◆ **Exercise requirements**
A - In the comment thread about the pension fund and oil companies, who is quoted as calling the safeguarding of workers' retirement the top priority?
B - Which groups of workers does the quoted statement in the pension fund comment thread name as having retirements to safeguard? List them all.
C - Extend the comment thread about the pension fund and oil companies, picking up after its final comment.

┌─ Given text

Not a good plan, but these are D’rats, and competent financial planning is not really in their DNA.

    Casey in reply to tom_swift. | January 12, 2018 at 1:18 pm

    That, alas, sounds like the most probable course of action; protecting their phoney-baloney jobs today, and worrying about tomorrow next week.

DINORightMarie | January 12, 2018 at 5:10 pm

“Safeguarding the retirement of our city’s police officers, teachers, firefighters and city workers is our top priority, and we believe that their financial future is linked to the sustainability of the planet,” Comptroller Scott Stringer said in the statement.

This is one of the most infuriating statements I have ever read!

As others pointed out, oil company stocks are soaring, and this deprives the pension-fund from benefiting from this boom.

But, worse IMHO, the kicker is that if they DO win, and these companies’ stock prices were to drop, then they are virtue signaling with their “safeguarding” rhetoric about “sustainability” and “the planet” when in fact they just want to protect those already wobbly pension funds from cratering or going belly up due to their lawfare shenanigans.

Disgusting. On so many levels.

    I’m looking forwards to all emergency services in particular eschewing gasoline and diesel-powered vehicles to do their job, and utilising electrical vehicles or the subway to attend fires, heart attacks or pursue criminals. An alternative would be bicycle power, and this would probably mandate recruiting teams of Olympic cyclists for the police pursuit squad. The number of bicycles hooked up to tow a fire brigade extensible ladder trailer would be also impressive.

    New York should also put sin taxes on any product incorporating components derived from fossil fuel to be consistent. Electricity especially, but anything containing aluminum or iron would qualify too.

Replacing the organic black blob, with the intermittent, nonrenewable green blight? Good luck. However, China may stop participating in your environmental arbitrage schemes, and regulatory arbitrage, and labor arbitrage, too.

    B__2 in reply to n.n. | January 12, 2018 at 11:07 pm

    China has already said that it will only cut back its carbon dioxide emissions after its carbon dioxide emissions have peaked, essentially saying it won’t emit more carbon dioxide after it stops emitting more carbon dioxide. Therefore it is in China’s interest to never ever peak in emissions as well as an incentive to enormously grow those emissions for as long as it can because that will be the benchmark that post-peak reductions are assessed against. The Global Warming crowd seems fine with this almost meaningless commitment as long as it can claim that China is participating in the carbon dioxide reduction scheme.

└─
┌─ Input data

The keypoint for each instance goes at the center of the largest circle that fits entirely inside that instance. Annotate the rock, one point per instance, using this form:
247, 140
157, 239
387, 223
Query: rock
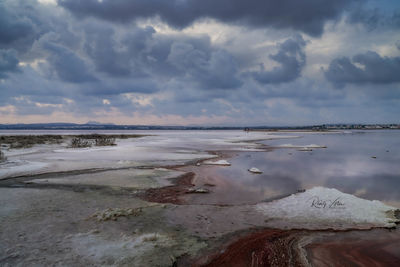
254, 170
221, 162
198, 190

└─

◆ **Results**
A - Comptroller Scott Stringer

B -
- police officers
- teachers
- firefighters
- city workers

C -
Energy companies being sued should simply sign an Assurance of Voluntary Compliance to no longer provide NYC with energy. When tens of millions of NYC residents are freezing at home, can’t get to work, and see that only fat communist politicians are flying through the streets, maybe, just maybe, a hand full of liberals will begin to think ‘Hey, wait just a minute.’ The more income, savings, assets, retirements, friends, futures, and weight they lose, the more likely they’ll begin to question the democrat party.

Just as with the state lawsuits against tobacco companies in the 90’s, this isn’t an honest attempt to recover costs, it’s a shake-down.

In both cases, the states/cities are (ab)using the courts to achieve control and extract money, despite the fact that there is a more proper mechanism for doing that — TAXES. And also passing laws.

During the tobacco wars, one of the claims by the suing states was that tobacco use imposes additional financial burdens on states through illnesses that have to be paid by Medicaid, etc. etc.

It never seemed to occur to them that the intended remedy for such externalities is to raise taxes on the item and use those tax revenues to pay for the incurred costs. Or heavily regulate or just ban the item entirely if it’s allegedly that detrimental to the state or its citizens.

Instead it’s, “we didn’t tax you guys enough, and don’t have the stones to tax you more now, so we’ll just abandon our legislative duty and sue y’all to rake in some cash.”

If NYC really wants to be serious, let them ban petroleum products in the city, or insanely tax them.